TEXTO-FONTE:
---

Palavras-chave: Morfologia urbana, Geohistória, Baixada de Jacarepaguá, Paisagem
urbana, Urbanização.
ABSTRACT
This research is part of a wider research project which the authors have been developing about
the historical changing in Jacarepaguá lowland’s urban landscape, which envelopes both the
cultural and historical aspects, and the intertwined nodes that converge and diverge through its
composition. In this step of the project, we aimed to establish the approximated urban morphology
of the Jacarepaguá lowland in three different years: 1765, 1875 and 1957, in order to proceed to
a morphological analysis that could help us putting new highlights in the theme. The main object
of investigation were the historical maps and Alignment and Parcellment Projects (PAL)
available. The main results were 3 maps conveying the respective time-period landscape, so as its
digital versions, and a brief analysis of the changings occurred in this landscape accordingly to
the secular sociospatial differences, as for example, the one of the means of transport.
Keywords: Urban morphology, Historical Geography, Jacarepaguá Lowland, Urban
Landscape, Urbanization process.
1 Doutorando do Curso de Geografia da Universidade Estadual do Rio de Janeiro - UERJ,
gabriel.t.barros@gmail.com; 2 Professor do Curso de Geografia da Universidade Estadual do Rio de Janeiro - UERJ,
udsfernandes@email.com;
INTRODUÇÃO
Essa pesquisa se configura em um quadro, no sentido de framework, de um projeto
amplo de investigação que os autores vêm desenvolvendo sobre a paisagem urbana na
Baixada de Jacarepaguá, o que envolve tanto os aspectos culturais e históricos quanto os
nós conflituantes que convergem e divergem ao longo do sequenciamento histórico da
composição dessa paisagem (FOUCAULT, 1983). Nessa etapa do projeto, o objetivo
buscado pelos autores foi o de estabelecer a composição aproximada da morfologia
urbana da Baixada de Jacarepaguá em três momentos cronológicos distintos: século
XVIII, XIX e XX, a fim de se prosseguir com uma análise morfológica comparativa que
ajudasse a projetar nova luz sobre o assunto. As principais motivações deste estudo
decorrem do seguinte: 1) há pouco material sobre esse recorte, em comparação relativa à
parte oriental da cidade; 2) as construções de cunho modernista se acentuaram na
paisagem urbana a partir do processo de urbanização e metropolização concomitantes e
3) essas manifestações geram fortes tensões na paisagem, que são perceptíveis para
moradores e até transeuntes do local.
Tratando o assunto por uma perspectiva genealógica foucaultiana (GARLAND,
2014) e materialista histórica dialética (LEFEBVRE, 1991), faz-se mister a busca de um
melhor entendimento sobre a morfologia urbana presente em tempos passados nessa área,
os quais alguns aspectos ainda se mantêm e que podem servir para subsidiar políticas
públicas de preservação (culturais, ambientais e arqueológicas) e de organização do
território, visando a melhoria da qualidade de vida dessa população. O recorte espacial da
área mapeada foi a Baixada de Jacarepaguá, no Rio de Janeiro - RJ, ou seja, a área
compreendida entre o maciço da Pedra Branca e o Maciço da Tijuca, na zona Oeste desta
cidade, excluindo a parte da restinga da Barra da Tijuca ao sul e incluindo o bairro da
Praça Seca ao norte.

---

CONTEÚDO DOS DADOS:
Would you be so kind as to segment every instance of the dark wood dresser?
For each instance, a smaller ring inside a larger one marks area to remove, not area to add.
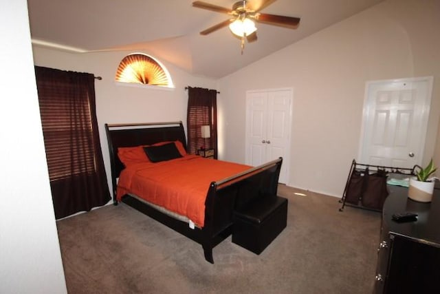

---

INSTRUÇÕES DAS TAREFAS:
1 > Segundo o resumo em inglês do texto-fonte, em quais três anos foi estabelecida a morfologia urbana aproximada da Baixada de Jacarepaguá?
2 > Troque "Jacarepaguá" por "Guaratiba" e reescreva o trecho do texto-fonte que vai de "Palavras-chave: Morfologia urbana, Geohistória, Baixada" a "Parcellment Projects (PAL)".
3 > Prossiga com o texto-fonte sobre a paisagem urbana da Baixada de Jacarepaguá, começando logo após a última frase apresentada.

RESPOSTAS POR TAREFA:
1 > Em 1765, 1875 e 1957.

2 >
Palavras-chave: Morfologia urbana, Geohistória, Baixada de Guaratiba, Paisagem
urbana, Urbanização.
ABSTRACT
This research is part of a wider research project which the authors have been developing about
the historical changing in Guaratiba lowland’s urban landscape, which envelopes both the
cultural and historical aspects, and the intertwined nodes that converge and diverge through its
composition. In this step of the project, we aimed to establish the approximated urban morphology
of the Guaratiba lowland in three different years: 1765, 1875 and 1957, in order to proceed to
a morphological analysis that could help us putting new highlights in the theme. The main object
of investigation were the historical maps and Alignment and Parcellment Projects (PAL)

3 >
METODOLOGIA
O processo de urbanização da Barra da Tijuca aumentou consideravelmente
apenas a partir dos anos 1960, por isso optamos por deixá-la de fora do recorte, visto que
já há bastante documentação sobre a localidade do Jardim Oceânico. Cada quadro faz
referência a um determinado ano, sendo três mapas que serviram como fontes principais.
O primeiro, em 1767, teve como base o documento "Cartas topographicas da
capitania do Rio de Janeiro: mandadas tirar pelo Illmo. e Exmo. Sr. Conde da Cunha
Capitam General e Vice-Rey do Estado do Brazil, Manuel Vieira Leão" de 1767. Segundo
Abreu (2010) este se constitui no mapa mais antigo do Rio de Janeiro em escala regional.
A partir desta fonte, foi possível remontar os principais eixos de estradas da Baixada de
Jacarepaguá, assim como alguns de suas antigas toponímias. O segundo quadro, de 1875,
é baseado no "Mappa do Município Neutro”, de E. de Maschek [1875]. Apesar desse
mapa não ter a sua data de referência devidamente documentada, foi possível depreender
que este não poderia ser anterior ao ano de 1875, por conta da linha de bonde que ia de
Cascadura para o Largo da Freguesia e para a Taquara, que se encontra devidamente
mapeada. De fato, a linha só foi autorizada a funcionar e a ser construída no ano de 1875
(RIO DE JANEIRO, 1875).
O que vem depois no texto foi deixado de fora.